WHAT IS BEING ASKED:
Render the following lines as a JSON list of strings with one string per line, leaving out any blank lines.

DATASET ROWS:
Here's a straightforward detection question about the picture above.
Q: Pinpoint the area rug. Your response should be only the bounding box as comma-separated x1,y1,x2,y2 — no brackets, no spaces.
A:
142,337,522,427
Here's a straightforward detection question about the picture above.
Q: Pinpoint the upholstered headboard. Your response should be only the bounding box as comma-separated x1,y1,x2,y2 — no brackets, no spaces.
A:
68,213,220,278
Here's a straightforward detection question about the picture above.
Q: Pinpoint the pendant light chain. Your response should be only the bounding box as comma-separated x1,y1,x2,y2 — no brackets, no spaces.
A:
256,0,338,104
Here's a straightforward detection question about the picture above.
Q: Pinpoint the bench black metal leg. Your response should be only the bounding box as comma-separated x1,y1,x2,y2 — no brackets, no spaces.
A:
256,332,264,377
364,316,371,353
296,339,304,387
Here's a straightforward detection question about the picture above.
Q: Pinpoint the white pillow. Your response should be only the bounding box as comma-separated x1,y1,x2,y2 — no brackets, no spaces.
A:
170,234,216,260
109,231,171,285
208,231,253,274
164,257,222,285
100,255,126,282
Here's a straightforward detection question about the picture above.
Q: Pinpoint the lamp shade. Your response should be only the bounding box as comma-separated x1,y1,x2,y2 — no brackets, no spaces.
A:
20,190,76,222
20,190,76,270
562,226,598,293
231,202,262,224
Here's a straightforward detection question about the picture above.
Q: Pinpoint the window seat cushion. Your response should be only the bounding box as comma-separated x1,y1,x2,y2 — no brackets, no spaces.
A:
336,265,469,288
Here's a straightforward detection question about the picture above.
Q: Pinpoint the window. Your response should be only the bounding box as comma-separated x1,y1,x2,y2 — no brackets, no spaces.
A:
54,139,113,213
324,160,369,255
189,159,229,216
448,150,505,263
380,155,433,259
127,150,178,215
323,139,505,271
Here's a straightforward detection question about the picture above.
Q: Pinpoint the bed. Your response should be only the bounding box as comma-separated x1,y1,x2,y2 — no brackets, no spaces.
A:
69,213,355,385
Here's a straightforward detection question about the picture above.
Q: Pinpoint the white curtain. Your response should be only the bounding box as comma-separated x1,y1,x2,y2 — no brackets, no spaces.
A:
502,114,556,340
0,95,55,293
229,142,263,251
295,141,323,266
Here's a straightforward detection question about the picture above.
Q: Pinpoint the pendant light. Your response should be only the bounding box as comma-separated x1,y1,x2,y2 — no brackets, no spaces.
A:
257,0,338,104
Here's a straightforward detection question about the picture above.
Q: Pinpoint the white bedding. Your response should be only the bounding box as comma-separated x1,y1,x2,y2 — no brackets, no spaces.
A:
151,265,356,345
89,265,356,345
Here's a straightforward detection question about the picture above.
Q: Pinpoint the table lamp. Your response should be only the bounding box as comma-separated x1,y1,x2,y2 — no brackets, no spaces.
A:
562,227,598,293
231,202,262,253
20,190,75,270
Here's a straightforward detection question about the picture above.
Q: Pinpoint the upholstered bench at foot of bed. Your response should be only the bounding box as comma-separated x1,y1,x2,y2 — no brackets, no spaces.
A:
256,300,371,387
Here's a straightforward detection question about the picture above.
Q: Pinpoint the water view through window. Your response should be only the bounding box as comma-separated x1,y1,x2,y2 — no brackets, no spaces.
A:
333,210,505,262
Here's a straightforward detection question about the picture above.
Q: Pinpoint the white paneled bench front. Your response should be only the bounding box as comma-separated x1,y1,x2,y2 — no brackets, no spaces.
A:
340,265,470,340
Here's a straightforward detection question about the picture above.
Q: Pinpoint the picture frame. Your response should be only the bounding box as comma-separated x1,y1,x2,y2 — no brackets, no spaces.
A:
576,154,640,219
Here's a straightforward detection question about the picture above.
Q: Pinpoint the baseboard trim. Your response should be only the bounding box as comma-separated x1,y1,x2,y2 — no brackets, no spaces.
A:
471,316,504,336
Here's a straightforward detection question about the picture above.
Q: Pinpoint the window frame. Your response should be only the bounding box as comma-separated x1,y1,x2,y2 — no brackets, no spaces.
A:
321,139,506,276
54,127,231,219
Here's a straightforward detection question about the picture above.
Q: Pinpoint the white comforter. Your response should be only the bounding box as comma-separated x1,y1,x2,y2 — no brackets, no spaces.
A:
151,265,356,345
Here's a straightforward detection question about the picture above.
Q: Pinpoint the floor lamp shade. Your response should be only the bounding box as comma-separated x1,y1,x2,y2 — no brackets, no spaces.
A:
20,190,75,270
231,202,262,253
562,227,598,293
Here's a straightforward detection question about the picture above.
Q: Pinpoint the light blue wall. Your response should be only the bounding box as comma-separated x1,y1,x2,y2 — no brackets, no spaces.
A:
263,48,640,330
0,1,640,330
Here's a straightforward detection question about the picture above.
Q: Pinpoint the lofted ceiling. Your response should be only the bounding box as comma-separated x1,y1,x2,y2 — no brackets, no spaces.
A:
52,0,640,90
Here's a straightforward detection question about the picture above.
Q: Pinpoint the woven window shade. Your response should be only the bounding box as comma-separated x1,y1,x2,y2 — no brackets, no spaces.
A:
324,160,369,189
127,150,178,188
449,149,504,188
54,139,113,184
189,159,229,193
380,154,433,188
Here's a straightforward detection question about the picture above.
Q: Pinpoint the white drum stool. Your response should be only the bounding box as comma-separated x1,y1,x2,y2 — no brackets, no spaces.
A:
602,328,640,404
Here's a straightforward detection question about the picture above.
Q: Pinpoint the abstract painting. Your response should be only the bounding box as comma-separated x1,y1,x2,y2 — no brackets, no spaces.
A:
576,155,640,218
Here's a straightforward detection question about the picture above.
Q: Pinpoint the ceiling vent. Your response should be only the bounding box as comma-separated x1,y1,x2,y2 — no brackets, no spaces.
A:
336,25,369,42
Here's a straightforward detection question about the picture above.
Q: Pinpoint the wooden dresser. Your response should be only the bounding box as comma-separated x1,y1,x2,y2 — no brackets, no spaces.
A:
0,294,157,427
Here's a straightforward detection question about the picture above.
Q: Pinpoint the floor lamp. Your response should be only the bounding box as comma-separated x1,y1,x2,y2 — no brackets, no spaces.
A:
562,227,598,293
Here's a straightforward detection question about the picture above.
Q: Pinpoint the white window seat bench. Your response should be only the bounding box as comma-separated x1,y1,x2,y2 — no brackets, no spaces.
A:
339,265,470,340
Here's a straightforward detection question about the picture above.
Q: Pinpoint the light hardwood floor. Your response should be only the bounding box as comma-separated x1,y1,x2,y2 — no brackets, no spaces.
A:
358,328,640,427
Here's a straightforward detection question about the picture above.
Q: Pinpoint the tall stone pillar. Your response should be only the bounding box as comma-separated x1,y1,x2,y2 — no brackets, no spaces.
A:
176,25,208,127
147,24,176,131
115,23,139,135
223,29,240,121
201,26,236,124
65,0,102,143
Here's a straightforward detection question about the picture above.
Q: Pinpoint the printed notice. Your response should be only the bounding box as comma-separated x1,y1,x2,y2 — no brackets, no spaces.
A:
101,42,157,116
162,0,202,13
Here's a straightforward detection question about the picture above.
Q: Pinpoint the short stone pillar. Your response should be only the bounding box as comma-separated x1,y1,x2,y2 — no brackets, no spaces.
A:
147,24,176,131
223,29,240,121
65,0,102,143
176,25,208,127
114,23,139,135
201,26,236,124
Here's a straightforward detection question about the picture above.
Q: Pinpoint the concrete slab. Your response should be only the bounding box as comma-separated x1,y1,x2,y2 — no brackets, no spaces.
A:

RESULT:
[
  "Here's a straightforward detection question about the picture above.",
  "Q: Pinpoint the area rug. Your response should be only the bounding box as comma-separated x1,y1,x2,y2 — no brackets, no spaces.",
  "A:",
  "142,337,522,427",
  "Here's a straightforward detection question about the picture above.",
  "Q: Pinpoint the upholstered headboard. Your response should be only the bounding box as comma-separated x1,y1,x2,y2 — no brackets, no spaces.",
  "A:",
  "68,213,220,278",
  "Here's a straightforward detection question about the picture above.",
  "Q: Pinpoint the pendant light chain. Your response should be only the bounding box as comma-separated x1,y1,x2,y2 — no brackets, no spaces.",
  "A:",
  "256,0,338,104",
  "Here's a straightforward detection question about the picture above.",
  "Q: Pinpoint the bench black metal leg. Your response should be only the bounding box as comma-separated x1,y1,x2,y2 — no brackets, no spaces.",
  "A:",
  "256,332,264,377",
  "364,316,371,353",
  "296,339,304,387",
  "Here's a straightforward detection question about the picture above.",
  "Q: Pinpoint the white pillow. Your response should be only the bounding box as comma-separated x1,y1,x2,y2 — no brackets, no spaces.",
  "A:",
  "170,234,216,260",
  "109,231,171,285",
  "208,231,253,274",
  "164,257,222,285",
  "100,255,126,282",
  "Here's a straightforward detection question about the picture above.",
  "Q: Pinpoint the lamp shade. Your response should be only the bounding box as comma-separated x1,y1,x2,y2 — no brackets, no spaces.",
  "A:",
  "20,190,76,222",
  "20,190,76,270",
  "562,226,598,293",
  "231,202,262,224",
  "Here's a straightforward detection question about the picture above.",
  "Q: Pinpoint the window seat cushion. Your response should be only the bounding box as comma-separated x1,y1,x2,y2 — no brackets, no spaces.",
  "A:",
  "336,265,469,288",
  "Here's a straightforward detection question about the picture above.",
  "Q: Pinpoint the window. Your response should be only the bounding box as comma-separated x1,y1,x2,y2 — no brackets, no spaces.",
  "A:",
  "54,139,113,213",
  "324,160,369,255",
  "189,159,229,216",
  "448,150,505,263",
  "380,155,433,259",
  "127,150,178,215",
  "323,139,505,271",
  "Here's a straightforward detection question about the picture above.",
  "Q: Pinpoint the bed. Your response should be only the bounding box as comma-separated x1,y1,x2,y2 — no brackets, no spaces.",
  "A:",
  "69,213,355,385",
  "Here's a straightforward detection question about the picture above.",
  "Q: Pinpoint the white curtain. Your response should be only the bounding box as comma-separated x1,y1,x2,y2 — no brackets, no spaces.",
  "A:",
  "502,114,556,340",
  "0,95,55,293",
  "229,142,263,251",
  "295,141,323,266",
  "Here's a straightforward detection question about the picture above.",
  "Q: Pinpoint the pendant light. Your response should be only the bounding box as comma-separated x1,y1,x2,y2 — no brackets, no spaces.",
  "A:",
  "257,0,338,104",
  "Here's a straightforward detection question about the picture above.",
  "Q: Pinpoint the white bedding. Your response should be only the bounding box as comma-separated x1,y1,x2,y2 — no brackets, no spaces.",
  "A:",
  "151,265,356,345",
  "89,265,356,345",
  "Here's a straightforward detection question about the picture above.",
  "Q: Pinpoint the table lamp. Your response should be only the bounding box as comma-separated x1,y1,x2,y2 — no brackets, no spaces.",
  "A:",
  "562,227,598,293",
  "231,202,262,253",
  "20,190,75,270",
  "Here's a straightforward detection question about the picture above.",
  "Q: Pinpoint the upholstered bench at foot of bed. Your response should be only the bounding box as comma-separated x1,y1,x2,y2 — no brackets, no spaces.",
  "A:",
  "256,300,371,387",
  "Here's a straightforward detection question about the picture above.",
  "Q: Pinpoint the water view through window. Your response should be only the bounding box as comma-separated x1,y1,x2,y2 — no brackets, no spaces.",
  "A:",
  "333,210,505,262",
  "Here's a straightforward detection question about the picture above.",
  "Q: Pinpoint the white paneled bench front. Your response should be only the bounding box as comma-separated x1,y1,x2,y2 — no brackets, no spaces.",
  "A:",
  "340,265,470,340",
  "Here's a straightforward detection question about the picture above.",
  "Q: Pinpoint the picture frame. Your response should be only the bounding box as comma-separated x1,y1,x2,y2 — no brackets, no spaces.",
  "A:",
  "576,154,640,219",
  "Here's a straightforward detection question about the picture above.",
  "Q: Pinpoint the baseboard trim. Your response should be only the bounding box as comma-separated x1,y1,x2,y2 — no brackets, no spaces.",
  "A:",
  "471,316,504,336",
  "Here's a straightforward detection question about the picture above.",
  "Q: Pinpoint the window frame. Your response should be only the bounding box as comma-separated x1,y1,x2,y2 — no brackets, no spaces.",
  "A:",
  "321,139,506,276",
  "54,127,231,219",
  "Here's a straightforward detection question about the picture above.",
  "Q: Pinpoint the white comforter. Your response should be only the bounding box as comma-separated x1,y1,x2,y2 — no brackets, no spaces.",
  "A:",
  "151,265,356,345",
  "Here's a straightforward detection question about the picture above.",
  "Q: Pinpoint the floor lamp shade. Your response should be only the bounding box as comma-separated x1,y1,x2,y2 — no brackets, no spaces.",
  "A:",
  "20,190,75,270",
  "231,202,262,253",
  "562,227,598,293",
  "Here's a straightforward detection question about the picture above.",
  "Q: Pinpoint the light blue wall. Your response should be only the bounding box as comma-separated x1,y1,x2,y2 — no brackets, no spaces.",
  "A:",
  "263,48,640,330",
  "0,1,640,330",
  "Here's a straightforward detection question about the picture above.",
  "Q: Pinpoint the lofted ceiling. Your response should be only the bounding box as comma-separated x1,y1,x2,y2 — no brackets, no spaces.",
  "A:",
  "52,0,640,90",
  "Here's a straightforward detection question about the picture above.",
  "Q: Pinpoint the woven window shade. Your response should be only the bounding box as comma-separated x1,y1,x2,y2 — no brackets, no spaces.",
  "A:",
  "324,160,369,189",
  "127,150,178,188",
  "449,149,504,188",
  "54,139,113,184",
  "189,159,229,193",
  "380,154,433,188",
  "Here's a straightforward detection question about the picture above.",
  "Q: Pinpoint the white drum stool. Your response should be only the bounding box as comma-separated x1,y1,x2,y2 — no brackets, no spaces.",
  "A:",
  "602,328,640,404",
  "Here's a straightforward detection question about the picture above.",
  "Q: Pinpoint the abstract painting. Your response should be only the bounding box as comma-separated x1,y1,x2,y2 — no brackets, no spaces.",
  "A:",
  "576,155,640,218",
  "Here's a straightforward detection question about the picture above.",
  "Q: Pinpoint the ceiling vent. Your response should be only the bounding box as comma-separated x1,y1,x2,y2 — no brackets, no spaces.",
  "A:",
  "336,25,369,42",
  "Here's a straightforward detection question about the picture above.",
  "Q: Pinpoint the wooden dresser. Your response should be only the bounding box as comma-separated x1,y1,x2,y2 — no brackets, no spaces.",
  "A:",
  "0,294,157,427",
  "Here's a straightforward detection question about the picture above.",
  "Q: Pinpoint the floor lamp. Your response should be only the bounding box as comma-separated x1,y1,x2,y2 — no brackets, no spaces.",
  "A:",
  "562,227,598,293",
  "Here's a straightforward detection question about the picture above.",
  "Q: Pinpoint the white window seat bench. Your response should be only the bounding box as comma-separated x1,y1,x2,y2 — no brackets, no spaces.",
  "A:",
  "339,265,470,340",
  "Here's a straightforward detection question about the picture above.",
  "Q: Pinpoint the light hardwood floor. Your response should be only the bounding box as comma-separated x1,y1,x2,y2 — no brackets, no spaces.",
  "A:",
  "358,328,640,427",
  "Here's a straightforward detection question about the picture above.",
  "Q: Pinpoint the tall stone pillar. Your response should be only the bounding box as comma-separated x1,y1,x2,y2 — no brackets, no spaces.",
  "A:",
  "176,25,208,127",
  "147,24,176,131",
  "115,23,139,135",
  "223,29,240,121",
  "201,26,236,124",
  "65,0,102,143",
  "Here's a straightforward detection question about the picture above.",
  "Q: Pinpoint the printed notice. Your response should be only the bounding box as comma-separated x1,y1,x2,y2 — no brackets, no spaces.",
  "A:",
  "101,42,157,116",
  "162,0,202,13",
  "Here's a straightforward detection question about the picture above.",
  "Q: Pinpoint the short stone pillar. Your response should be only the bounding box as comma-separated x1,y1,x2,y2 — no brackets, no spaces.",
  "A:",
  "147,24,176,131",
  "223,29,240,121",
  "65,0,102,143",
  "176,25,208,127",
  "114,23,139,135",
  "201,26,236,124",
  "Here's a straightforward detection question about the picture above.",
  "Q: Pinpoint the concrete slab. Your response should be only the bounding box as comma-separated x1,y1,x2,y2 — no brackets, no spaces.",
  "A:"
]